+++ Working data

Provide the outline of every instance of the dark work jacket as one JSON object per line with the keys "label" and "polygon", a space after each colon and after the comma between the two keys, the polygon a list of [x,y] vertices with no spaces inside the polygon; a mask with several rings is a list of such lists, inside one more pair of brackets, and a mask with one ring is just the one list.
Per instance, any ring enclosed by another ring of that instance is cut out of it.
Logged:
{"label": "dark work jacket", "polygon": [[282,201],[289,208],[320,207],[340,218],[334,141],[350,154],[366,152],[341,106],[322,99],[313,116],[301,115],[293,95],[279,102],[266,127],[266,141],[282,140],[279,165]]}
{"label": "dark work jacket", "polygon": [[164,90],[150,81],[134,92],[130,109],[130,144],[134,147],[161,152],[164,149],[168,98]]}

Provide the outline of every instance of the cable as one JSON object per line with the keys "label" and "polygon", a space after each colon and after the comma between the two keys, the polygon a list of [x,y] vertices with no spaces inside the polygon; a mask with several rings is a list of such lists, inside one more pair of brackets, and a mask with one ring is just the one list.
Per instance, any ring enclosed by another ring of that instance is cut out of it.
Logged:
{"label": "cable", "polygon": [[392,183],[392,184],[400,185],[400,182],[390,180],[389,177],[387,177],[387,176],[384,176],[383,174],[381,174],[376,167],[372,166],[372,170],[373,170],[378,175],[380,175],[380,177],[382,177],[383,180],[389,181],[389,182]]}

++++++

→ The request:
Copy out every line of the records above, character for character, without changing anything.

→ Answer in full:
Provide the outline of every instance of the dark work jacket as one JSON object per line with the keys "label" and "polygon", a space after each colon and after the comma between the two keys, the polygon a list of [x,y] vertices with no spaces inside the polygon; a mask with several rings is a list of such lists, inside one more pair of brackets, and a mask with one ring is just the one list.
Per instance, any ring enclosed by another ring of that instance is cut out of it.
Logged:
{"label": "dark work jacket", "polygon": [[282,201],[289,208],[320,207],[340,218],[334,141],[350,154],[366,152],[341,106],[322,99],[313,116],[301,115],[293,95],[279,102],[266,127],[266,141],[282,140],[279,165]]}
{"label": "dark work jacket", "polygon": [[164,90],[150,81],[134,92],[130,109],[130,144],[134,147],[161,152],[164,149],[168,98]]}

Provide the outline of every instance of the cable as one JSON object per line with the keys "label" and "polygon", a space after each colon and after the comma between the two keys, the polygon a list of [x,y] vertices with no spaces inside the polygon; a mask with several rings is a list of such lists, inside one more pair of brackets, and a mask with one ring is just the one list.
Per instance, any ring enclosed by another ring of that instance is cut out of it.
Logged:
{"label": "cable", "polygon": [[392,183],[392,184],[400,185],[400,182],[390,180],[389,177],[387,177],[387,176],[384,176],[383,174],[381,174],[376,167],[372,166],[372,170],[373,170],[378,175],[380,175],[380,177],[382,177],[383,180],[389,181],[389,182]]}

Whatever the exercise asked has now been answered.